L’INAIL, con l’istruzione operativa dell’1 marzo 2021, ha chiarito che il rifiuto di vaccinarsi, configurandosi come esercizio della libertà di scelta del singolo individuo rispetto ad un trattamento sanitario, ancorché fortemente raccomandato dalle autorità, non costituisce una condizione, oltre a quelle già previste dalla legge, a cui subordinare la tutela assicurativa dell’infortunato.

Il  suddetto rifiuto di vaccinarsi non può configurarsi come assunzione di un rischio elettivo, in quanto il rischio di contagio non è certamente voluto dal lavoratore e la tutela assicurativa opera se e in quanto il contagio sia riconducibile all’occasione di lavoro, nella cui nozione rientrano tutti i fatti, anche straordinari ed imprevedibili, inerenti l'ambiente, le macchine, le persone, compreso il comportamento dello stesso lavoratore, purché attinenti alle condizioni di svolgimento della prestazione.

Né, d’altra parte, si rileva, allo stato dell’attuale, legislazione in materia di tutela della salute e della sicurezza nei luoghi di lavoro, un obbligo specifico di aderire alla vaccinazione da parte del lavoratore; infatti, il D.Lgs. 81/2008, all’art. 279 riguardante Prevenzione e controllo, stabilisce che “il datore di lavoro, su conforme parere del medico competente, adotta misure protettive particolari (…)” tra cui “a) la messa a disposizione di vaccini efficaci per quei lavoratori che non sono già immuni all’agente biologico presente nella lavorazione, da somministrare a cura del medico competente”, ma non prevede l’obbligo del lavoratore di vaccinarsi.

Dati registrati -
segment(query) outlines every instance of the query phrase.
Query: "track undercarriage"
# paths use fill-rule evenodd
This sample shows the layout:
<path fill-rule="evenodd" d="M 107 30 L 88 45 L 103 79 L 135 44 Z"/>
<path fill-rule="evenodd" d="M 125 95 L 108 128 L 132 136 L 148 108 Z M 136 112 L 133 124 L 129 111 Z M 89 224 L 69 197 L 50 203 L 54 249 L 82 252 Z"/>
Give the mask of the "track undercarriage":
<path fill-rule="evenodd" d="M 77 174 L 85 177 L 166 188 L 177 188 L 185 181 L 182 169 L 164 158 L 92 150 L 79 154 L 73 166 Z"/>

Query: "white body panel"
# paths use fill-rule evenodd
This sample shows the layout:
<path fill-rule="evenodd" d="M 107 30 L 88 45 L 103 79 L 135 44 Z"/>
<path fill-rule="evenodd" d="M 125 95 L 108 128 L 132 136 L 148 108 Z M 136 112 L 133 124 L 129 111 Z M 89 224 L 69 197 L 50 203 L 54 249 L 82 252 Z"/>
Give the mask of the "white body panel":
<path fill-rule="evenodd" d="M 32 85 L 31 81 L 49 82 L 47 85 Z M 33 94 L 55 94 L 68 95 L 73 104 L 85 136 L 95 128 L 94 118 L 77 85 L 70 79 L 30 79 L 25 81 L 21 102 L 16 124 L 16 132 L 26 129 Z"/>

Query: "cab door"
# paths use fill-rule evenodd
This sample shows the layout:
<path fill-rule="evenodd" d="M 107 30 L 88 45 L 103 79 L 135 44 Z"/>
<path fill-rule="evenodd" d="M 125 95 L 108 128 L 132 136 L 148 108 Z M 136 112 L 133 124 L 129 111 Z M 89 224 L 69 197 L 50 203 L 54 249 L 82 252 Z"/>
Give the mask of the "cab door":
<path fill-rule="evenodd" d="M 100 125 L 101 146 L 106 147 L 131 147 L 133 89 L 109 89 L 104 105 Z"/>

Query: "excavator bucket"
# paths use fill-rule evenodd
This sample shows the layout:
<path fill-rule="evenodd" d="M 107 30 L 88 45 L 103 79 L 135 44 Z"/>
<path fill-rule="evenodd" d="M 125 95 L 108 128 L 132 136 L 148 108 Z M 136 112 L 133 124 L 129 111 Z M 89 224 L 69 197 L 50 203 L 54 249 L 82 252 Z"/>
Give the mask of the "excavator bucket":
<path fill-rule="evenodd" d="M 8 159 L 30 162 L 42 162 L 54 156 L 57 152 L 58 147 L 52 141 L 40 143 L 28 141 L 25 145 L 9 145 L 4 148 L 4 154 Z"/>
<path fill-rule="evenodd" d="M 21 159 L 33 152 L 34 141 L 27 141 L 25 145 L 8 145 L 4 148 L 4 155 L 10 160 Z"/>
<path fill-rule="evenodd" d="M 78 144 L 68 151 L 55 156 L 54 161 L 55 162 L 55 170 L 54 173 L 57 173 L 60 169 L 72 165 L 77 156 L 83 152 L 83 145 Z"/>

Consegna dell'esercizio -
Ricopia fedelmente il brano sul rifiuto di vaccinarsi da "Il  suddetto rifiuto" a "svolgimento della prestazione.".

Esercizio svolto -
Il  suddetto rifiuto di vaccinarsi non può configurarsi come assunzione di un rischio elettivo, in quanto il rischio di contagio non è certamente voluto dal lavoratore e la tutela assicurativa opera se e in quanto il contagio sia riconducibile all’occasione di lavoro, nella cui nozione rientrano tutti i fatti, anche straordinari ed imprevedibili, inerenti l'ambiente, le macchine, le persone, compreso il comportamento dello stesso lavoratore, purché attinenti alle condizioni di svolgimento della prestazione.